(TEKS BACAAN):
* * * * * * * * *

KPI (Kualita Pendidikan Indonesia) Surabaya, adalah lembaga besar yang bergerak di dunia pendidikan. Lembaga ini awalnya berisi pendidik di sebuah lembaga yang resah akan kondisi pendidikan di region yang lebih luas. Dengan begitu bergeraklah mereka dengan semangat perubahan menjadi solusi bagi kebangkitan pendidikan bukan hanya pada ruang lingkup skala kecil akan tetapi pada skala yang luas.

Ummi Faundation Surabaya, adalah lembaga yang bergerak di dalam pengembangan pendidikan Al Quran di sekolah dan instansi. Pada awalnya mereka terdiri dari guru pengajar yang resah akan kondisi pembelajaran Al Quran di skala yang lebih luas dan berusaha mengambil resiko, untuk membangun apa yang menjadi perhatian mereka yaitu pendidikan Al Quran. Ustadz Masruri selaku Direktur Ummi Foundation Pusat Surabaya bertekad mencetak ribuan guru Al Quran yang berkualitas seIndonesia, demi kemajuan pendidikan Al Quran dan tentunya Islam. Sebuah tugas berat, yang sengaja diemban agar setidaknya beliau menjadi sedikit solusi bagi kemajuan bangsa.

* * * * * * * * *

(TUGAS ANDA):
Menurut teks bacaan tentang lembaga pendidikan di Surabaya, siapa Direktur Ummi Foundation Pusat Surabaya?

(BAHAN YANG DISEDIAKAN):
* * * * * * * * *

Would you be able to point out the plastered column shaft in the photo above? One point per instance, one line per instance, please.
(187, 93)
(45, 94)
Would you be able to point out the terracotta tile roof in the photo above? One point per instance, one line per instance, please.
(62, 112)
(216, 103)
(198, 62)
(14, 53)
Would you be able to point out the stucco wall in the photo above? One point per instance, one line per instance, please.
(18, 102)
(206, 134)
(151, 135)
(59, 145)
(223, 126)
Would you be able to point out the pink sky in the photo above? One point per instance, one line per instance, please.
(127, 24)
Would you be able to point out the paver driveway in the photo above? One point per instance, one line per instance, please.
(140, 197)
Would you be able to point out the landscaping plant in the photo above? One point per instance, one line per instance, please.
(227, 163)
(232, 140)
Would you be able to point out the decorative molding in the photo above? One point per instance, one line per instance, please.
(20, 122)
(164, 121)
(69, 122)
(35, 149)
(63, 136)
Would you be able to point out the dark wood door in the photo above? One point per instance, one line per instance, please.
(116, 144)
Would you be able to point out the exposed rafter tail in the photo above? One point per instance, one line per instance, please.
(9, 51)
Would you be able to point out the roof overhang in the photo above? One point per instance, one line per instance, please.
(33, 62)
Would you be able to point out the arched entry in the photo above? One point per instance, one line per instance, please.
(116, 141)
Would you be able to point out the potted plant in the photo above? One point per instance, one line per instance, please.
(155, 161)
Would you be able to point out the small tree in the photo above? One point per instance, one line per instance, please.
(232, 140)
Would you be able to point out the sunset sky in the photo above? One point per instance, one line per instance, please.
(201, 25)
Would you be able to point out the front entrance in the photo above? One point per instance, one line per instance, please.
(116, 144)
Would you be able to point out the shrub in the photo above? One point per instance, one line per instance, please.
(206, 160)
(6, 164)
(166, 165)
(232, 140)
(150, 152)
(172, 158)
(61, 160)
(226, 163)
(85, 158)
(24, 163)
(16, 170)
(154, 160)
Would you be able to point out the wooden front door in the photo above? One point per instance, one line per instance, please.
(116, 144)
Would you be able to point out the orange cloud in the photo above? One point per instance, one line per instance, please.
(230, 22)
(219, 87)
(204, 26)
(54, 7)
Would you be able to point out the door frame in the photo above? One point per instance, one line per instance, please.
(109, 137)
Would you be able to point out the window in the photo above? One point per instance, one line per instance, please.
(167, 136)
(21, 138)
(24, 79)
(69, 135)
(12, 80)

* * * * * * * * *

(HASIL):
Ustadz Masruri.